Do this
Pick out every line in the data below that contains the string "outdoor", and copy each such line. Case counts.

Records supplied
=-=-=-=-=
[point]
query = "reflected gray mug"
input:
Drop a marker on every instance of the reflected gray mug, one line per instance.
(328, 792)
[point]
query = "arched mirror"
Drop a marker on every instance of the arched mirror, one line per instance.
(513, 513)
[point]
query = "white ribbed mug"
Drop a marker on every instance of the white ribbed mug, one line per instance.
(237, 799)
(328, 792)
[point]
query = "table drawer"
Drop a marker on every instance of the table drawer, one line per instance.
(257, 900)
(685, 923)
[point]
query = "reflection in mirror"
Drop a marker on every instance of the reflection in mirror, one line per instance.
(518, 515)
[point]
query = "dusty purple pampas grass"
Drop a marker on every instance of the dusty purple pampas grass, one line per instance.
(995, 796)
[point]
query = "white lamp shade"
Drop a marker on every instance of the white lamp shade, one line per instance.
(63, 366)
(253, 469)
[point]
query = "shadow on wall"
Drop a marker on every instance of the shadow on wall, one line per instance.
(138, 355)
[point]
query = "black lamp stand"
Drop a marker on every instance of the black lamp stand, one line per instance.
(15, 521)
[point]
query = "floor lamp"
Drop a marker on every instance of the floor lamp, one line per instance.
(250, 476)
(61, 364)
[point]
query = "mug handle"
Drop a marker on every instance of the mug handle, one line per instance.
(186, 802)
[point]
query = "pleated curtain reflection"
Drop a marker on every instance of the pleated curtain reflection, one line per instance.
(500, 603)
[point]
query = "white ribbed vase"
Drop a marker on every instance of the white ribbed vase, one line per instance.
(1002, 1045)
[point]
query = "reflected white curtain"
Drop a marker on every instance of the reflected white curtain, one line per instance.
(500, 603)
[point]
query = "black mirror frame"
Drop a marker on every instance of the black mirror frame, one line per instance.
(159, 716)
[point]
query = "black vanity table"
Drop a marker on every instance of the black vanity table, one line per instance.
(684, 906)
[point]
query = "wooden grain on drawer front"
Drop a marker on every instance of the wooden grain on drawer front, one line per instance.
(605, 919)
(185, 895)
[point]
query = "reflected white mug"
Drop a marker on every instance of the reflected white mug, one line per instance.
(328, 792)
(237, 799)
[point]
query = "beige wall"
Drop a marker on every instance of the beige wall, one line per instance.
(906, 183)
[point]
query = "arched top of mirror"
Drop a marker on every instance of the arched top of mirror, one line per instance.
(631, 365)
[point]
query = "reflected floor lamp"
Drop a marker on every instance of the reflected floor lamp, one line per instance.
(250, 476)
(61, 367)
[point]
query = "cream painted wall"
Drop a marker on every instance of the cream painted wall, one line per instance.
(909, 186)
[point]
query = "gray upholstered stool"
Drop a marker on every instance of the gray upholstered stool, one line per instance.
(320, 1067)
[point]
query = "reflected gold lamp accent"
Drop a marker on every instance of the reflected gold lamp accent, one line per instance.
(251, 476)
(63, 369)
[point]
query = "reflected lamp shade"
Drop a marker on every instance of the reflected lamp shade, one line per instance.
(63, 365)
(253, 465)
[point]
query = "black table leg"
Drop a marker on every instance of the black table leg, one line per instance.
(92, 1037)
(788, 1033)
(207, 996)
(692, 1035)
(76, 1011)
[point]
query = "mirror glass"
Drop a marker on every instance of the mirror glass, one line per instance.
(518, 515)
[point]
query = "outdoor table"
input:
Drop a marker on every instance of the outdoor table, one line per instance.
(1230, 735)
=-=-=-=-=
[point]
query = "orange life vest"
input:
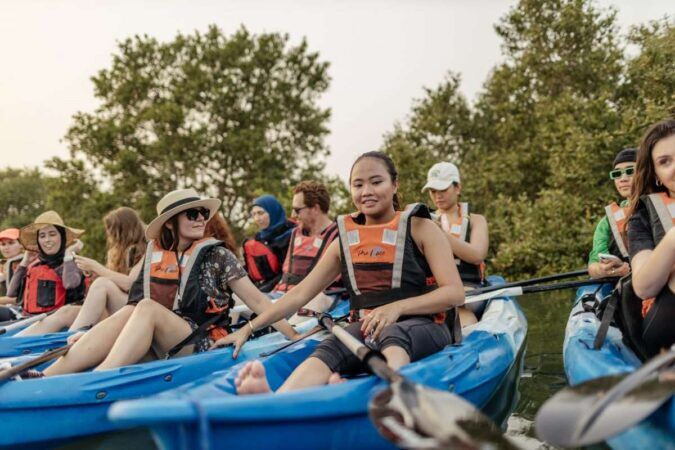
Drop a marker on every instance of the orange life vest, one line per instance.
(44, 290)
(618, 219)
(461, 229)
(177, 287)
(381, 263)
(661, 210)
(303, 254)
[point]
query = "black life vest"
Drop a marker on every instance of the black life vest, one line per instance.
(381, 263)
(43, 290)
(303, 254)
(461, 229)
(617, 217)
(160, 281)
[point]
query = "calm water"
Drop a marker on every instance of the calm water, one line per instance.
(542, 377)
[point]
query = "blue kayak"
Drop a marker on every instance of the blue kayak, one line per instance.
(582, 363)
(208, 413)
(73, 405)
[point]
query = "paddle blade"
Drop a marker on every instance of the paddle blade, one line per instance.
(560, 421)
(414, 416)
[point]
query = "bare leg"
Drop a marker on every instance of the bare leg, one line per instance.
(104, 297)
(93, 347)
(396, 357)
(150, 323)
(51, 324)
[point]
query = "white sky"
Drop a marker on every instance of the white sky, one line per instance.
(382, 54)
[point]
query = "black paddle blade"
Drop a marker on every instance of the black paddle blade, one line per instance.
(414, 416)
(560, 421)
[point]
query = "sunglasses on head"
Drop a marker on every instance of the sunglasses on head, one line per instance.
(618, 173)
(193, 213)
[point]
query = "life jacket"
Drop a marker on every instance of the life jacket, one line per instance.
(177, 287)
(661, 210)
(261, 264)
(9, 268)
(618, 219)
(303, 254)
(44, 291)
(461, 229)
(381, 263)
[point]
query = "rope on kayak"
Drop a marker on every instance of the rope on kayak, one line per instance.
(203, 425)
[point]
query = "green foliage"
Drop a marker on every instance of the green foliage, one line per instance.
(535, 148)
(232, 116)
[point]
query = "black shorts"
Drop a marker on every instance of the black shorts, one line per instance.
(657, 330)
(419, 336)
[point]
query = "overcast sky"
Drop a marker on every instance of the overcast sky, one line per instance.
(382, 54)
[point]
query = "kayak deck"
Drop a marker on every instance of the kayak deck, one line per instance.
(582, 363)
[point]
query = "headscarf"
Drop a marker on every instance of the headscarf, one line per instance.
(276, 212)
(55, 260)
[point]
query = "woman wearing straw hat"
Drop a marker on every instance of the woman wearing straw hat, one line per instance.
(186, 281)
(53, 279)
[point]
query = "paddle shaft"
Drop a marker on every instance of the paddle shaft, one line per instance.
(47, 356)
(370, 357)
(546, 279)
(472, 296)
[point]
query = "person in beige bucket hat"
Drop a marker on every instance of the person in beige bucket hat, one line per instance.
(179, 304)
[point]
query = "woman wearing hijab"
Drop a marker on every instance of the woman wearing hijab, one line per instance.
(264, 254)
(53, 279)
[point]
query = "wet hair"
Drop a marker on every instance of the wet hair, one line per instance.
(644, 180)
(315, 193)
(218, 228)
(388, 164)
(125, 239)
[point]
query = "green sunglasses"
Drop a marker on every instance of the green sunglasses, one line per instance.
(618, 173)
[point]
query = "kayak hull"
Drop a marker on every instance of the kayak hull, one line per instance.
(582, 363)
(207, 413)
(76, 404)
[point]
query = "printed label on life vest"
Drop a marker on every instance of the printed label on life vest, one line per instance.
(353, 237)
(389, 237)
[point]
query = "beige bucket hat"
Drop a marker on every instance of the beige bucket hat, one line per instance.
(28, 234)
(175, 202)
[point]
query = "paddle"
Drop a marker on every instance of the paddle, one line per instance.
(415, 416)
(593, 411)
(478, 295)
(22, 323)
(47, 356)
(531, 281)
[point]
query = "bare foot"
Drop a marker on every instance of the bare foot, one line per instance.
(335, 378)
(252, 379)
=-=-=-=-=
Written solution
query = "outdoor table"
Drop a marker on every instance of the outdoor table, one line per instance.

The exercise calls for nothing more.